ANFORDERUNG 1 |
Gib aus den Datensätzen unten alles unverändert wieder, von der Zeile mit „Task: point to each instance of the stone facade“ bis hinunter zum Ende der Datensätze. Beide Enden gehören dazu.

VORGEGEBENER TEXT |
═══

Wir befinden uns mitten im Krieg, und es bedeutet viel, ein solches Forum zu veranstalten. Es ist ein Moment des Zusammenkommens in höchst angespannten Zeiten, in denen vieles auf dem Spiel steht. Zeiten, in denen es gilt, wachsam zu sein und die Errungenschaften der Revolution auf allen Ebenen zu verteidigen, sie weiterzuentwickeln, zu vertiefen und auszuweiten.
Die Allgegenwärtigkeit des Krieges wurde uns auch während des Forums schmerzlich bewusst. Drei Teilnehmerinnen wurden auf ihrem Rückweg vom faschistischen türkischen Staat gezielt durch einen Drohnenangriff getötet: die YPJ-Kommandantin bzw. Kommandantin der Anti-Terror-Einheiten (YAT) Jiyan Tolhildan, die am ersten Tag auf dem Forum gesprochen hatte, die YPJ-Kommandantin Roj Xabûr und Barîn Botan, ebenfalls Mitglied der YAT. Alle drei fielen bei dem Angriff, und so wurde das Forum nachträglich den drei Freundinnen gewidmet.
Das Forum
Das Forum gab einer beeindruckenden Zusammenkunft von Frauen Raum, die in den verschiedenen Bereichen gesellschaftlicher Organisierung eine wichtige Rolle einnehmen. In jeder einzelnen Frau spiegelten sich die Stärke, Entschlossenheit und die Lebendigkeit dieser Revolution wider. Gleichzeitig wurden die verschiedenen Farben, die jede Frau zum Gelingen der Revolution beiträgt, sichtbar: Viele der anwesenden Frauen haben seit den allerersten Schritten der Revolution große Verantwortung getragen, und dann ist da die neue Generation junger Frauen, die in der Revolution groß geworden sind. In den Pausen diskutierten Frauen in ihren traditionellen Kleidern mit Freundinnen in YPJ-Uniform, mit Müttern, die im Gerechtigkeitssystem aktiv sind, mit Frauen aus lokalen Selbstverwaltungsstrukturen, mit jungen Studentinnen … Es wird nur einmal mehr klar, dass alle Bereiche der Revolution zusammengehören und es einen ganzheitlichen Aufbau und eine ganzheitliche Verteidigung braucht. Das Forum fand zum großen Teil auf Arabisch mit Übersetzung ins Kurdische statt. Das, ebenso wie die Vielfalt an Organisationen, zeigt, dass es sich schon lange nicht mehr allein um eine kurdische Revolution handelt, sondern alle Frauen Nord- und Ostsyriens und darüber hinaus expliziter und selbstverständlicher Teil dessen sind.

═══

DATENSATZAUSZÜGE |
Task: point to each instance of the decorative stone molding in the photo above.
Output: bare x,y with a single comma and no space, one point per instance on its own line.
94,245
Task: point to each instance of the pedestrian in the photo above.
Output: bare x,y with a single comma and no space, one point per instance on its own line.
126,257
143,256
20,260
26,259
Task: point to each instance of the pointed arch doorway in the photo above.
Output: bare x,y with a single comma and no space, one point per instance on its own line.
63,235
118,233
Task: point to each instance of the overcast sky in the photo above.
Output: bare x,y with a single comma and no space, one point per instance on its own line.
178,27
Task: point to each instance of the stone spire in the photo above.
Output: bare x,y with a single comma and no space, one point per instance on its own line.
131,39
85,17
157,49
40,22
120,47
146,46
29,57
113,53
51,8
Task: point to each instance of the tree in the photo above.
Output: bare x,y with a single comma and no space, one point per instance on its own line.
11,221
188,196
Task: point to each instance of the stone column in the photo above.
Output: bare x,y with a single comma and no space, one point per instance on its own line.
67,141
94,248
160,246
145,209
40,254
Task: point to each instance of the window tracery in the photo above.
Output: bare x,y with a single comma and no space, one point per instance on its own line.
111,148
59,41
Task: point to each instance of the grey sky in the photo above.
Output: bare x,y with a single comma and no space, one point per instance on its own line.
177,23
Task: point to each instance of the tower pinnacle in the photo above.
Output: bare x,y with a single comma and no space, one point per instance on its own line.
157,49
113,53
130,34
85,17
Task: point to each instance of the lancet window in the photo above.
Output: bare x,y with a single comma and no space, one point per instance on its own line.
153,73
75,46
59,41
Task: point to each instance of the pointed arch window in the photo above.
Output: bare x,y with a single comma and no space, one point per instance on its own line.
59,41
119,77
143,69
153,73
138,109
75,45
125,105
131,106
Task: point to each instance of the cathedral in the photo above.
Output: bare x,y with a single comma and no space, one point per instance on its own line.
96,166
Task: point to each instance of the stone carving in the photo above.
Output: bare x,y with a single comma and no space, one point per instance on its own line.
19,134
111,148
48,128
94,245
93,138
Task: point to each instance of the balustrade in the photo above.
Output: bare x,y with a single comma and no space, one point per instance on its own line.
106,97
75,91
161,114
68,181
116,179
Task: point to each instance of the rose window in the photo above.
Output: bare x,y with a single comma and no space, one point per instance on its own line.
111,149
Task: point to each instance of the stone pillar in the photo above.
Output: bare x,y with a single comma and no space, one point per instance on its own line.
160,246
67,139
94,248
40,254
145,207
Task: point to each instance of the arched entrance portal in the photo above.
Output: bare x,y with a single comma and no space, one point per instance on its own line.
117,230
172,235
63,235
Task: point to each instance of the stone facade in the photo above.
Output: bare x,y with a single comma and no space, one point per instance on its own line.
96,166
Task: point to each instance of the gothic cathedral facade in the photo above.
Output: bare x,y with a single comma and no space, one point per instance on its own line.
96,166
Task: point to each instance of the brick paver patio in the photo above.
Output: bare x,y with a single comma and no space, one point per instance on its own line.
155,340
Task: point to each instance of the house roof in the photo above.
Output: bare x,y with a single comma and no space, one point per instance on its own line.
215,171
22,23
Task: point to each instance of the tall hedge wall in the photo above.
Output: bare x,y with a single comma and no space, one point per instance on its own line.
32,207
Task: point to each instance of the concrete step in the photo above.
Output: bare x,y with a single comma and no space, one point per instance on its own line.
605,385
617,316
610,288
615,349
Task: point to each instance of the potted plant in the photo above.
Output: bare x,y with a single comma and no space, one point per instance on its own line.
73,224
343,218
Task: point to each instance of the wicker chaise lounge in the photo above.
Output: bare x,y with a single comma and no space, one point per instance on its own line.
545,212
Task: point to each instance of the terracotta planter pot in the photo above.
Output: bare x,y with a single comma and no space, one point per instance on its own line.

═══

ANFORDERUNG 2 |
Schreibe aus dem Text über das Forum alles von „Wir befinden uns“ bis hinunter zu „drei Freundinnen gewidmet.“ wortgetreu ab.

ERGEBNIS 1 |
Task: point to each instance of the stone facade in the photo above.
Output: bare x,y with a single comma and no space, one point per instance on its own line.
96,166
Task: point to each instance of the gothic cathedral facade in the photo above.
Output: bare x,y with a single comma and no space, one point per instance on its own line.
96,166
Task: point to each instance of the brick paver patio in the photo above.
Output: bare x,y with a single comma and no space, one point per instance on its own line.
155,340
Task: point to each instance of the house roof in the photo above.
Output: bare x,y with a single comma and no space, one point per instance on its own line.
215,171
22,23
Task: point to each instance of the tall hedge wall in the photo above.
Output: bare x,y with a single comma and no space, one point per instance on its own line.
32,207
Task: point to each instance of the concrete step in the photo above.
Output: bare x,y with a single comma and no space, one point per instance on its own line.
605,385
617,316
610,288
615,349
Task: point to each instance of the potted plant in the photo above.
Output: bare x,y with a single comma and no space, one point per instance on its own line.
73,224
343,218
Task: point to each instance of the wicker chaise lounge in the photo above.
Output: bare x,y with a single comma and no space, one point per instance on its own line.
545,212
Task: point to each instance of the terracotta planter pot in the photo above.
Output: bare x,y with a single comma and no space, one point per instance on its own line.

ERGEBNIS 2 |
Wir befinden uns mitten im Krieg, und es bedeutet viel, ein solches Forum zu veranstalten. Es ist ein Moment des Zusammenkommens in höchst angespannten Zeiten, in denen vieles auf dem Spiel steht. Zeiten, in denen es gilt, wachsam zu sein und die Errungenschaften der Revolution auf allen Ebenen zu verteidigen, sie weiterzuentwickeln, zu vertiefen und auszuweiten.
Die Allgegenwärtigkeit des Krieges wurde uns auch während des Forums schmerzlich bewusst. Drei Teilnehmerinnen wurden auf ihrem Rückweg vom faschistischen türkischen Staat gezielt durch einen Drohnenangriff getötet: die YPJ-Kommandantin bzw. Kommandantin der Anti-Terror-Einheiten (YAT) Jiyan Tolhildan, die am ersten Tag auf dem Forum gesprochen hatte, die YPJ-Kommandantin Roj Xabûr und Barîn Botan, ebenfalls Mitglied der YAT. Alle drei fielen bei dem Angriff, und so wurde das Forum nachträglich den drei Freundinnen gewidmet.